Dê continuidade ao texto sobre a infância de Pedro na Favela do Mandela 1, começando logo após a última frase apresentada.

§ TEXTO SELECIONADO:
+--

Atuar, para Pedro, veio muito antes do teatro. Nascido e criado na Favela do Mandela 1, no Rio de Janeiro, era o único homem em uma casa dominada por mulheres. Primeiro neto, recebia atenção dobrada da avó, mas também o afago da mãe e das duas tias; futuramente, vieram as primas, e ele seguiu sendo o único menino da casa.
“A gente não tinha muito, mas tinha o suficiente para não faltar o básico. Digo em todos os sentidos: comida, educação e amor”, afirma Pedro em entrevista exclusiva ao Terra. Quando chegava da escola, ele corria para a rua e brincava com as outras crianças – que, em sua maioria, também eram meninas. Os meninos da rua eram mais velhos, ele conta, e não tinham paciência para novatos.
“Acabei sendo o menino que gostava de brincar com ‘coisas de menina’ e, desde pequeno, entendi rápido que essa divisão binária das coisas era uma bobagem”, ele afirma.

+--

§ ITENS FORNECIDOS:
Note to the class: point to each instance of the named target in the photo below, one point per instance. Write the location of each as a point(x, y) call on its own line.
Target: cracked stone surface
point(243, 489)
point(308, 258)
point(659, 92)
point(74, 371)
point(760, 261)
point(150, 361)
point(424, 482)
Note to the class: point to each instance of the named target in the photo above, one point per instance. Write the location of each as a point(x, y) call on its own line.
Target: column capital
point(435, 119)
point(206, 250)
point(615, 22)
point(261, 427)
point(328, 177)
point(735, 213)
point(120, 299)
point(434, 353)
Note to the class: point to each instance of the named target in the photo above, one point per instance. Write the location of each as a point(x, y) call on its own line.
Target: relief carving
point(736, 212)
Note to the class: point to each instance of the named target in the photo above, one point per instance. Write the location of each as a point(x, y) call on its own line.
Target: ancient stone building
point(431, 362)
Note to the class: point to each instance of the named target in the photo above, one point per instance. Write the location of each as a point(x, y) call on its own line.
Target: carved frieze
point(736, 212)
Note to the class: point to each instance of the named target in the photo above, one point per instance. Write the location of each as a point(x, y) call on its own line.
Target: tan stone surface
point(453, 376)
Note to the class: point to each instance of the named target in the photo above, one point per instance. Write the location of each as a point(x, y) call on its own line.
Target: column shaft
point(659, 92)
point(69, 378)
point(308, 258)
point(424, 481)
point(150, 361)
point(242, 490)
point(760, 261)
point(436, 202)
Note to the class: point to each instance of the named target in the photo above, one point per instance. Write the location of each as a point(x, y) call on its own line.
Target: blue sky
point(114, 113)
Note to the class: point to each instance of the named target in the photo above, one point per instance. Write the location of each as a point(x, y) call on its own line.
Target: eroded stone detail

+--

§ RESPOSTA À TAREFA:
"Enquanto os meninos queriam jogar futebol, eu queria jogar queimada. Enquanto eles queriam carros e bonecos, eu queria também bonecas, até porque não se constrói uma história apenas com personagens homens. Eu pensava isso na infância."
Suas escolhas durante a infância fizeram com que Pedro desenvolvesse muito cedo a habilidade de criar histórias e personagens, algo que hoje é seu grande talento. É ele a cabeça por trás dos personagens de “Toda a Família Tem”, série desenvolvida por Jonathan Haagensen e da Mariana Veil, da Black Pen, para o Prime Vídeo.
O estilo ‘aparecido’ fazia Pedro dar indícios da profissão que seguiria. Enquanto criança, ele ouvia com frequência de adultos ao redor que deveria fazer teatro, mas “eu nem sabia direito o que era teatro”, conta. E ele deve essa falta de conhecimento à falta de representatividade nas telas. “Era um lugar ao qual pessoas como eu não tinham acesso, e isso me fez acreditar que eu não poderia ser ator. Mas minha família mudou tudo”.
A família de Pedro o incentivou desde o início a correr atrás da carreira de ator, já que era esse o sonho dele. Da família, ele cresceu ouvindo que tinha que estudar e que, se acreditasse que essa profissão o faria feliz, deveria investir seus esforços nela. “Quando eu disse que seria ator, todos me apoiaram. Quem imaginaria, um menino preto, favelado, ator? Isso era loucura para a minha família, mas ainda assim eles apoiaram essa loucura”, relembra.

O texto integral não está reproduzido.